**Given text**
··········

Spark-HBASE Error java.lang.IllegalStateException: unread block data

Question

I am trying to use jersey Rest-API to fetch the records from HBASE table through java-Spark program then I am getting the below mentioned error however when I am accessing the HBase-table through spark-Jar then code is executing without errors.

I have a 2 worker node for Hbase and 2 worker node for spark which are maintained by same Master.

WARN TaskSetManager: Lost task 1.0 in stage 0.0 (TID 1, 172.31.16.140): java.lang.IllegalStateException: unread block data at java.io.ObjectInputStream$BlockDataInputStream.setBlockDataMode(ObjectInputStream.java:2421) at java.io.ObjectInputStream.readObject0(ObjectInputStream.java:1382) at java.io.ObjectInputStream.defaultReadFields(ObjectInputStream.java:1990) at java.io.ObjectInputStream.readSerialData(ObjectInputStream.java:1915) at java.io.ObjectInputStream.readOrdinaryObject(ObjectInputStream.java:1798) at java.io.ObjectInputStream.readObject0(ObjectInputStream.java:1350) at java.io.ObjectInputStream.readObject(ObjectInputStream.java:370) at org.apache.spark.serializer.JavaDeserializationStream.readObject(JavaSerializer.scala:69) at org.apache.spark.serializer.JavaSerializerInstance.deserialize(JavaSerializer.scala:95) at org.apache.spark.executor.Executor$TaskRunner.run(Executor.scala:194) at java.util.concurrent.ThreadPoolExecutor.runWorker(ThreadPoolExecutor.java:1145) at java.util.concurrent.ThreadPoolExecutor$Worker.run(ThreadPoolExecutor.java:615) at java.lang.Thread.run(Thread.java:745)

··········

(Records in a dataset)
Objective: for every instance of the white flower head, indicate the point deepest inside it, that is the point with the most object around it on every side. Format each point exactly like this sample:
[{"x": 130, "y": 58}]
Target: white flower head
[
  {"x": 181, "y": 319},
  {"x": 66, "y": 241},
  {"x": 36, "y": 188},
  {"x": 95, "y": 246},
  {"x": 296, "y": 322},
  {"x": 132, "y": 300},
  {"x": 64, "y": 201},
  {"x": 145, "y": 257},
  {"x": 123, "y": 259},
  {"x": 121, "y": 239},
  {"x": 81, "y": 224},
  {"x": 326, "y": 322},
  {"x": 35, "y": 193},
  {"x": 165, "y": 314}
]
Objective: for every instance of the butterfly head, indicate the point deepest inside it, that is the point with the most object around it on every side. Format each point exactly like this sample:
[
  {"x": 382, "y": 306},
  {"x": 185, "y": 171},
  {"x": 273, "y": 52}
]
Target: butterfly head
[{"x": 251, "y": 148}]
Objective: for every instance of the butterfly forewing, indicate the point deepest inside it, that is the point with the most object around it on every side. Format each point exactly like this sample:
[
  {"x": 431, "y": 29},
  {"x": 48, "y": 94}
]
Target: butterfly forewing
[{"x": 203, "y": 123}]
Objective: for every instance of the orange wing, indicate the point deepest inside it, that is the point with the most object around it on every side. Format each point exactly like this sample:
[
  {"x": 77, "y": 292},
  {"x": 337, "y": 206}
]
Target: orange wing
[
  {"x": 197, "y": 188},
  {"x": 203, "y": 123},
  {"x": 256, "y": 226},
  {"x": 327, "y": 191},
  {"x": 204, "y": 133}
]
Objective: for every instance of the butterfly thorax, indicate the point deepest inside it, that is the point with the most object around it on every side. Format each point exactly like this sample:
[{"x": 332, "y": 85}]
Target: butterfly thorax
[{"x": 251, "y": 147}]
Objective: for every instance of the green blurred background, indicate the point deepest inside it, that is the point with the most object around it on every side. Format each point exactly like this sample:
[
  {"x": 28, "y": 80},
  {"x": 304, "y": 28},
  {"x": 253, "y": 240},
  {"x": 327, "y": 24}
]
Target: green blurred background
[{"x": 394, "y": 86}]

··········

**Requirements**
1. Can you repeat the Spark-HBase question word for word between "I am trying" and "by same Master.", inclusive?
2. Do these statements agree with the Spark-HBase question? Answer yes or no for each, and quote the words of the question that decide it.
(a) The error appears when the HBase table is accessed through a spark-Jar.
(b) The setup has two worker nodes for HBase and two for Spark.
(c) The warning reports a lost task 1.0 in stage 0.0.

**Answer set**
1.
I am trying to use jersey Rest-API to fetch the records from HBASE table through java-Spark program then I am getting the below mentioned error however when I am accessing the HBase-table through spark-Jar then code is executing without errors.

I have a 2 worker node for Hbase and 2 worker node for spark which are maintained by same Master.

2.
(a) No: "when I am accessing the HBase-table through spark-Jar then code is executing without errors"
(b) Yes: "I have a 2 worker node for Hbase and 2 worker node for spark"
(c) Yes: "Lost task 1.0 in stage 0.0"